WHAT THE TASK ASKS:
Rewrite the items from the line containing "the car shadow" through the end of the items, including the requests, and scale only the coordinates in the answers by 0.85, rounding to whole numbers with halves rounded up. Leave the numbers in the requests and their sample points unchanged, and return only those lines.
— Start of INPUT MATERIAL —
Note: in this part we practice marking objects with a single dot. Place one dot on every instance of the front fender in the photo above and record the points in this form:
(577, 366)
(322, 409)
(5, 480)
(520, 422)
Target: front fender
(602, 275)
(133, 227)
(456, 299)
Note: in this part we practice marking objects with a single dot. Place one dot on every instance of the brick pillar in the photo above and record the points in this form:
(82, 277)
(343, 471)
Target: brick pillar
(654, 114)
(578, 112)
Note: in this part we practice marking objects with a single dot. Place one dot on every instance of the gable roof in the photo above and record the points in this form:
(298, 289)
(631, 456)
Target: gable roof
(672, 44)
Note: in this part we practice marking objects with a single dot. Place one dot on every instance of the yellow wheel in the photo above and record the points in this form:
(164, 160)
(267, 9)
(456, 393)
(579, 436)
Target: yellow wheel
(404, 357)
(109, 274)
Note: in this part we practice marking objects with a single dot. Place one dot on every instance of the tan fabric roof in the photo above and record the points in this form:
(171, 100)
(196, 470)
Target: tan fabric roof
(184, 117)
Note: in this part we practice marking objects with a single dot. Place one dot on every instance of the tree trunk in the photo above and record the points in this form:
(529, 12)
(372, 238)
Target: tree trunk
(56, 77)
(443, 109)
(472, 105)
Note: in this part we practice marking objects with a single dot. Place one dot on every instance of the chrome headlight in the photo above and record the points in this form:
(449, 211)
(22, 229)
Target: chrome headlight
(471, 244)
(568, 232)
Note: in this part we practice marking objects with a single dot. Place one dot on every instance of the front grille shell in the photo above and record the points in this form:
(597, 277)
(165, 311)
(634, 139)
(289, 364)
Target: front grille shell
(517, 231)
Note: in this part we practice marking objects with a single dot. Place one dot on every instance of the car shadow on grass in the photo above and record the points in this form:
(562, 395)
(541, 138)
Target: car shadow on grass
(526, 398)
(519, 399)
— End of INPUT MATERIAL —
RESPONSE TO THE TASK:
Note: in this part we practice marking objects with a single dot. Place one dot on every instance of the car shadow on grass in the photo above and record the points in this form:
(562, 395)
(541, 138)
Target: car shadow on grass
(447, 338)
(441, 339)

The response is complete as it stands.